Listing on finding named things
▬▬▬
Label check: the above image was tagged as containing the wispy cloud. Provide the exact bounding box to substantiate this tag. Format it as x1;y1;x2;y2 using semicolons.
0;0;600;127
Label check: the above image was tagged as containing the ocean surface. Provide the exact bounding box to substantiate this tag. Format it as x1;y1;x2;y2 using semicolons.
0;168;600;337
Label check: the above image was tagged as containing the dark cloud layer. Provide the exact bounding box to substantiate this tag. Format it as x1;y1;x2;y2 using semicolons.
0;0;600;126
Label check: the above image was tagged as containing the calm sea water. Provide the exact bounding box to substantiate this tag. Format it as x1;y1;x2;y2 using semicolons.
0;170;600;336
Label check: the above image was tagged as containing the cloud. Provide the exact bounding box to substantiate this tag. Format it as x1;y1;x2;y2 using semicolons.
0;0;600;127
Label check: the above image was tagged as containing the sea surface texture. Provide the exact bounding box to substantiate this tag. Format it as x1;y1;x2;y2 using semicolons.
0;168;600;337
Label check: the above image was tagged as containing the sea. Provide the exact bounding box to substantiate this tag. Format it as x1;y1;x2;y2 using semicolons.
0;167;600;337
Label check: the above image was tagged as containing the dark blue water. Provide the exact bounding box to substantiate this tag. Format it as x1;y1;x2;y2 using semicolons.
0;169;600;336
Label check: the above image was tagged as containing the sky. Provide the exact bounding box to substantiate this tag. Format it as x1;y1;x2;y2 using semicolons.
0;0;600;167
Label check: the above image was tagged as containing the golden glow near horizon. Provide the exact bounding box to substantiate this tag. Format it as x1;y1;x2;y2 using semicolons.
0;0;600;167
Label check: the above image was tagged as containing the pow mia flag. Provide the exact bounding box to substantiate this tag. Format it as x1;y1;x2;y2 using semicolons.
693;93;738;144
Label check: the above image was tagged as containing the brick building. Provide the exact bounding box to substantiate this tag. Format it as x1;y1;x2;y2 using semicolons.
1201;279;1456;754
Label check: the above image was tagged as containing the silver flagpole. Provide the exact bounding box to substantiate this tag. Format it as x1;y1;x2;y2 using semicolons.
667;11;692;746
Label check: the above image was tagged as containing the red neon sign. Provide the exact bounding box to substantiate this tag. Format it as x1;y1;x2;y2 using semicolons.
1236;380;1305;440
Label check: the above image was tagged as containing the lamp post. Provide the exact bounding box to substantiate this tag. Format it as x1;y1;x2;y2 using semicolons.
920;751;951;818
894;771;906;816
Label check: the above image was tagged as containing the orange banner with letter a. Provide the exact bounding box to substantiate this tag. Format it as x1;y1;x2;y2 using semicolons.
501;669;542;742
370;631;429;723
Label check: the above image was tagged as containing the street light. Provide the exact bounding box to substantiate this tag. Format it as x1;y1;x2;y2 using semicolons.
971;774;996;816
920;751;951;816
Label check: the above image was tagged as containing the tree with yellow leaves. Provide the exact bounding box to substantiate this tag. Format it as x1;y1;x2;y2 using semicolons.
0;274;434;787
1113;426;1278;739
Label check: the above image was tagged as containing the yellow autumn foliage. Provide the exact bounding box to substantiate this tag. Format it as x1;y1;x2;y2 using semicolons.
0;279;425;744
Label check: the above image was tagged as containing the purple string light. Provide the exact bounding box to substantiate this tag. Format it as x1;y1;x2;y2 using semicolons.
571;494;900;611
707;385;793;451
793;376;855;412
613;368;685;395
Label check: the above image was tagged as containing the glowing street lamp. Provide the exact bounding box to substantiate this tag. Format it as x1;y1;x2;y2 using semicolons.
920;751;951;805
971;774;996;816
▬▬▬
Write the lines of the listing as a numbered list, skipping any blank lines. Include only the part that starts with the line containing "Label check: the above image was tagged as containing the tree" and runs to the end of the listing.

### [Final result]
1. Label check: the above image was tagged as containing the tree with yellow leaves. Provide the exact bounding box to substantiate this tag. Format it as x1;y1;x2;y2 using semicolons.
2. 0;274;434;787
3. 1113;426;1278;739
4. Label check: the above image was tagged as containing the yellow autumn foliage. Provide the exact bounding box to substantiate this tag. Format it as x1;y1;x2;y2 using semicolons.
5. 0;279;425;744
6. Label check: the above image was tagged as containing the purple string light. Provide the exact bounding box to substantiate this tag. Format it as x1;y1;x2;y2 using semicolons.
7. 571;494;900;611
8. 707;385;793;451
9. 793;376;855;412
10. 613;368;685;395
11. Label check: the above image was tagged as containing the glowing street lamp. Provide the exact bounding box to substantiate this tag. Format it as x1;y1;x2;y2 using semicolons.
12. 920;751;951;805
13. 971;774;996;816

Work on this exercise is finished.